Testo fornito -
•••

La Cina potrebbe avere un ruolo cruciale per condurre a una soluzione negoziata la guerra in Ucraina, ma in cambio di cosa? All’Italia, probabilmente Wang (nei nomi cinesi, il cognome si antepone al prenome) ha chiesto un rilancio della Nuova Via della Seta, un’iniziativa di ampio respiro del Governo cinese per riportare agli antichi fasti, sull’onda della globalizzazione, il commercio eurasiatico. Il progetto, tuttavia, stenta a decollare, anche per la comprensibile diffidenza dei Paesi convolti, timorosi di una colonizzazione informale cinese. La Nuova Via, oltretutto, rischia di essere un fendente sanguinoso nel ventre profondo della Russia, gelosa della sua sfera d’influenza sulle Repubbliche ex sovietiche… ecco un ulteriore motivo per cui ti dico spesso di non credere all’asse Mosca-Pechino. Tornando a Roma, per le ragioni sopraccitate la Via piace poco anche all’attuale Governo nazionalista italiano.

Certamente, la Cina amerebbe ricevere mano libera su Taiwan e la garanzia del silenzio sulla situazione dei diritti umani all’interno dei suoi confini, sulla repressione a Hong Kong e sulla persecuzione della Chiesa Cattolica… ma sono concessioni troppo grosse da fare. Per quanto riguarda il silenzio, in regime democratico è impossibile garantirlo. La neutralità su Taiwan, invece, potrebbero offrirla solo gli Stati Uniti, e dubito vi sarebbero disposti.

•••

Record del dataset -
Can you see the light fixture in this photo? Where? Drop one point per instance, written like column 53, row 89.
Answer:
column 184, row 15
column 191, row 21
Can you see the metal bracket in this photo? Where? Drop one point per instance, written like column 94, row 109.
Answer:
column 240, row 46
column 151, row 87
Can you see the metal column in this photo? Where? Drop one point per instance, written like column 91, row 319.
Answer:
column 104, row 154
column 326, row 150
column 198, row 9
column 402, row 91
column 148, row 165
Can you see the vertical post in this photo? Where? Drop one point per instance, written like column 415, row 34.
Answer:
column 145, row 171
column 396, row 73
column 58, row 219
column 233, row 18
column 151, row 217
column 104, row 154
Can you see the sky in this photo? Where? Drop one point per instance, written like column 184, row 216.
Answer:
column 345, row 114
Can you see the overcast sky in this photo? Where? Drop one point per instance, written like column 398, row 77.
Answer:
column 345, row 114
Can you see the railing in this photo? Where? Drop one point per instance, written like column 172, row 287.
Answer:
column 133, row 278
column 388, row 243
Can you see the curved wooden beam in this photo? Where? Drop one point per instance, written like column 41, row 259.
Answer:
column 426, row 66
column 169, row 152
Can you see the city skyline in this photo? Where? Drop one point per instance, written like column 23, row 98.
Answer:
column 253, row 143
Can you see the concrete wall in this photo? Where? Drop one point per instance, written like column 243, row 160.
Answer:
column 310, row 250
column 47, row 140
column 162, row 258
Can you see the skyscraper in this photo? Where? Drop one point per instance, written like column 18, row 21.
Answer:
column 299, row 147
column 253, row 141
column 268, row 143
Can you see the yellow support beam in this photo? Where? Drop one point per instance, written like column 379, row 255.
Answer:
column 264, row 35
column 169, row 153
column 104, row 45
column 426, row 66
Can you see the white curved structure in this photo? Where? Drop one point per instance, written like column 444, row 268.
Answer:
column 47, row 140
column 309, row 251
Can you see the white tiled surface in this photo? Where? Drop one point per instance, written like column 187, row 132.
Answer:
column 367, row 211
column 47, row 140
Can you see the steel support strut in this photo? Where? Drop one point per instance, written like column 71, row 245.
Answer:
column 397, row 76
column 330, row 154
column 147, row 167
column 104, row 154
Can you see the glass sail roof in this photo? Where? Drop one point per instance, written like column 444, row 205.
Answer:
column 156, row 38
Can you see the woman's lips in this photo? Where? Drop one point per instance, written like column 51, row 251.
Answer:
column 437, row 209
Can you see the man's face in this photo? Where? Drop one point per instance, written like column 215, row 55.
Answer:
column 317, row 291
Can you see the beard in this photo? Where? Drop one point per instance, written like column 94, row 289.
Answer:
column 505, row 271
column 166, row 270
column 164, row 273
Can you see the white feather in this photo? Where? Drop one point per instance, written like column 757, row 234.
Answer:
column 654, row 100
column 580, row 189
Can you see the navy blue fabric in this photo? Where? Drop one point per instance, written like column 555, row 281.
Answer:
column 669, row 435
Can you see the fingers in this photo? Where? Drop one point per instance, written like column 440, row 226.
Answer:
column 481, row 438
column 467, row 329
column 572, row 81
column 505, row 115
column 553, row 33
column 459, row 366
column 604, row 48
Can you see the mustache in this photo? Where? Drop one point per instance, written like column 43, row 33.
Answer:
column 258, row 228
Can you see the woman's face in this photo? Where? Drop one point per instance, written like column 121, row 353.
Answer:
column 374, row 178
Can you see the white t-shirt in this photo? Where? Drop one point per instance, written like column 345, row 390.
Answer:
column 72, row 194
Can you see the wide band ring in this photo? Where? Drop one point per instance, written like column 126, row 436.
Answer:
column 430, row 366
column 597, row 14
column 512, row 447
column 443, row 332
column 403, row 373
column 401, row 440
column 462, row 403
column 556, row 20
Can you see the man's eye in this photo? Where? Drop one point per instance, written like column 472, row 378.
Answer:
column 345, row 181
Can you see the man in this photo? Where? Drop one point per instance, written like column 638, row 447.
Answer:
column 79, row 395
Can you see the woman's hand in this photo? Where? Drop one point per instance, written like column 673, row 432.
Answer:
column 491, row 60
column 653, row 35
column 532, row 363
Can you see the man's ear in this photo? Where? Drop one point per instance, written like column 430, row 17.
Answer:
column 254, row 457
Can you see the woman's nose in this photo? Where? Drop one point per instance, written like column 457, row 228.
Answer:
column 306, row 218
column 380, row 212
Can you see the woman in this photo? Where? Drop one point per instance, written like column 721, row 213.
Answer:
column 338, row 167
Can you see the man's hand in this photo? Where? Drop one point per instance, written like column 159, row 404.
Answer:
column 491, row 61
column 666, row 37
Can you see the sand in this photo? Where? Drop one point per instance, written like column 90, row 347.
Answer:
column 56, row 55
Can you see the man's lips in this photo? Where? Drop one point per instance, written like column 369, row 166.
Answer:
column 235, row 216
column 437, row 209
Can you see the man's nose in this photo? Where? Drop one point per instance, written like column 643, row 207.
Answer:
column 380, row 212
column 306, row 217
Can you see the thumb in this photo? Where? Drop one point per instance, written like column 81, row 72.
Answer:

•••

Compiti -
[1] Rispondi in base al testo sulla Cina e la guerra in Ucraina:
(a) Che cosa avrebbe probabilmente chiesto Wang all'Italia?
(b) Di che cosa hanno timore i Paesi coinvolti nella Nuova Via della Seta?
(c) Chi, secondo il testo, potrebbe offrire la neutralità su Taiwan?
[2] Prosegui il testo sulla Cina e la guerra in Ucraina dopo la frase che chiude l'ultimo paragrafo.
I record non hanno alcun ruolo in questa attività.

Risposte per compito -
[1]
(a) Un rilancio della Nuova Via della Seta.
(b) Di una colonizzazione informale cinese.
(c) Solo gli Stati Uniti.

[2]
Per quanto possa sembrare cinico e neocoloniale, forse proprio in Ucraina la Cina potrebbe trovare il suo premio. Oltre al lustro di mettere fine a un così drammatico conflitto europeo, Pechino potrebbe trasformare la neutralità ucraina in una zona franca a proprio favore. Immagini, Sua Eccellenza Wang, grossi prestiti cinesi al Governo ucraino, appalti a imprese cinesi per la ricostruzione, diritti minerari cinesi sul Donbass, magari perfino un contingente di truppe di pace cinesi schierato sulla linea di demarcazione armistiziale.

Non basterebbe, forse?

Stan

Il carro armato

Mia cara Berenice,

Nordamerica ed Europa Occidentale hanno preso una manciata di segnalini a forma di carro armato e li hanno disposti sull’Ucraina.

Abrams, Challenger, Leclerc, Leopard.

Un pugno di carri farà la differenza? Ne bastano una dozzina, in effetti, per costituire un’unità, una compagnia.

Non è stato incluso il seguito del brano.